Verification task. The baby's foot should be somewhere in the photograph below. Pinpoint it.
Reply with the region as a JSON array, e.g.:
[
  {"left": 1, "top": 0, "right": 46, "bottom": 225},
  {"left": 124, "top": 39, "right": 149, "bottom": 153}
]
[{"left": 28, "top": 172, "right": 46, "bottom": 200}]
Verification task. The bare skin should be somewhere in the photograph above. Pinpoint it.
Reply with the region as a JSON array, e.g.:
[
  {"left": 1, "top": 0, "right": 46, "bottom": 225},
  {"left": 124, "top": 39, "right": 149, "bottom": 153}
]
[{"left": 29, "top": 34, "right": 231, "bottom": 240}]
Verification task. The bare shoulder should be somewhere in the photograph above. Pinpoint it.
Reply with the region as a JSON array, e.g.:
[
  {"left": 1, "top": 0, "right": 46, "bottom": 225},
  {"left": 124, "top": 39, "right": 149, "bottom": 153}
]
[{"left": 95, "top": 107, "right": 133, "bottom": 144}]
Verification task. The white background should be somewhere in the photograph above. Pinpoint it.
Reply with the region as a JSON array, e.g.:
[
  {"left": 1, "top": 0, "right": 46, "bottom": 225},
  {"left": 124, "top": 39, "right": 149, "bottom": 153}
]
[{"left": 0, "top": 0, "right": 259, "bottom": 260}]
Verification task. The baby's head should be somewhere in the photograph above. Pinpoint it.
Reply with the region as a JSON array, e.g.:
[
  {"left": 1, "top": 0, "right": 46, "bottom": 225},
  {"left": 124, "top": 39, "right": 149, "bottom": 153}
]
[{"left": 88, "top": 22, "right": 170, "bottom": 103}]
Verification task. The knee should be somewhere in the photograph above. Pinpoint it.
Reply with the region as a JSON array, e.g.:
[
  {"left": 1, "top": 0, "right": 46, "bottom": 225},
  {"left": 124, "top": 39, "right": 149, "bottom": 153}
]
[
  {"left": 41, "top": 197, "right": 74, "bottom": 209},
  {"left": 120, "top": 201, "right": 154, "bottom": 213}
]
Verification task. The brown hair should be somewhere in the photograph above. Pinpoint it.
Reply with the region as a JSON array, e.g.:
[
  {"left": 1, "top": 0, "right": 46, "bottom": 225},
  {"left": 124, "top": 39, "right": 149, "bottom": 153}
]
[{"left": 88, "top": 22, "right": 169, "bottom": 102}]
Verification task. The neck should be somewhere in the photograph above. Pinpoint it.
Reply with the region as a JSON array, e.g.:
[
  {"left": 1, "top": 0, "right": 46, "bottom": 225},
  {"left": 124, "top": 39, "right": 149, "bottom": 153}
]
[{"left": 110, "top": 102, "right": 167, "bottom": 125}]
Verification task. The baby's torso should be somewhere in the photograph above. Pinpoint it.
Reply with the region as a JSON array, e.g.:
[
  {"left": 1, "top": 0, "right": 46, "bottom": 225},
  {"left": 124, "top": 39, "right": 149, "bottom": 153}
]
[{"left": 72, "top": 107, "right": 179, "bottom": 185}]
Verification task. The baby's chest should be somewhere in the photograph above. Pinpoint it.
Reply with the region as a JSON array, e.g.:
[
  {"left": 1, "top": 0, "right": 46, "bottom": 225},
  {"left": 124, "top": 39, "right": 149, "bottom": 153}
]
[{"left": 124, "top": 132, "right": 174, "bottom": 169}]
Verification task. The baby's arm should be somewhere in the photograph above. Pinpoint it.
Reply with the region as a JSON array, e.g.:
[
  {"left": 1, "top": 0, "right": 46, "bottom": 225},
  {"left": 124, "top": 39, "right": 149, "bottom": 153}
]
•••
• **Aim**:
Reproduce every one of the rows above verbatim, changing nothing.

• **Right answer**:
Verification task. The baby's foot should be somewhere in the photograph below. Pinpoint it.
Reply with the region as a JSON array, e.g.:
[
  {"left": 1, "top": 0, "right": 46, "bottom": 225},
  {"left": 124, "top": 39, "right": 149, "bottom": 153}
]
[{"left": 28, "top": 172, "right": 46, "bottom": 200}]
Verification task. The bare skin should be somewhere in the photograph above. Pinpoint it.
Reply with the region as a JSON array, e.g.:
[
  {"left": 1, "top": 0, "right": 46, "bottom": 225},
  {"left": 124, "top": 39, "right": 149, "bottom": 153}
]
[{"left": 29, "top": 34, "right": 231, "bottom": 240}]
Verification task. The bare shoulder should be somewhere in the photograph above. Pinpoint it.
Reply with the region as a JSON array, e.g.:
[
  {"left": 1, "top": 0, "right": 46, "bottom": 225},
  {"left": 124, "top": 39, "right": 149, "bottom": 153}
]
[{"left": 95, "top": 107, "right": 133, "bottom": 144}]
Verification task. The white background should be somewhere in the photograph above. Pinpoint it.
Reply with the region as a JSON array, e.g.:
[
  {"left": 1, "top": 0, "right": 46, "bottom": 225},
  {"left": 124, "top": 39, "right": 149, "bottom": 153}
]
[{"left": 0, "top": 0, "right": 259, "bottom": 260}]
Verification task. The baby's head should be somewhere in the photograph above. Pinpoint it.
Reply with the region as a JSON array, e.g.:
[
  {"left": 1, "top": 0, "right": 46, "bottom": 225},
  {"left": 124, "top": 39, "right": 149, "bottom": 153}
]
[{"left": 88, "top": 22, "right": 170, "bottom": 103}]
Verification task. The knee should be somewhere in the photograph above. Pinpoint it.
Reply with the region as a JSON array, e.g.:
[
  {"left": 1, "top": 0, "right": 46, "bottom": 225},
  {"left": 124, "top": 39, "right": 149, "bottom": 153}
]
[
  {"left": 41, "top": 197, "right": 74, "bottom": 209},
  {"left": 120, "top": 201, "right": 154, "bottom": 213}
]
Verification task. The brown hair should be somewhere in the photograph above. Pinpoint it.
Reply with the region as a JSON array, e.g.:
[
  {"left": 1, "top": 0, "right": 46, "bottom": 225},
  {"left": 124, "top": 39, "right": 149, "bottom": 153}
]
[{"left": 88, "top": 22, "right": 169, "bottom": 102}]
Verification task. The neck should be somewhere in the photograph above. Pinpoint it.
Reply with the region as a JSON array, e.g.:
[
  {"left": 1, "top": 0, "right": 46, "bottom": 225},
  {"left": 124, "top": 39, "right": 149, "bottom": 153}
]
[{"left": 110, "top": 102, "right": 167, "bottom": 125}]
Verification task. The baby's torso should be somewhere in the photograph above. Pinpoint it.
Reply with the region as a JSON array, e.g.:
[
  {"left": 1, "top": 0, "right": 46, "bottom": 225},
  {"left": 124, "top": 39, "right": 149, "bottom": 153}
]
[{"left": 72, "top": 107, "right": 179, "bottom": 185}]
Verification task. The baby's chest should be somewhere in the photograph above. Pinpoint it.
Reply with the region as a JSON array, e.g.:
[
  {"left": 1, "top": 0, "right": 46, "bottom": 225},
  {"left": 124, "top": 39, "right": 149, "bottom": 153}
]
[{"left": 124, "top": 132, "right": 174, "bottom": 169}]
Verification task. The baby's arm should be somewhere in the photograph above. Pinpoint it.
Reply with the region as a JSON array, e.g.:
[
  {"left": 1, "top": 0, "right": 46, "bottom": 225},
  {"left": 124, "top": 39, "right": 149, "bottom": 153}
]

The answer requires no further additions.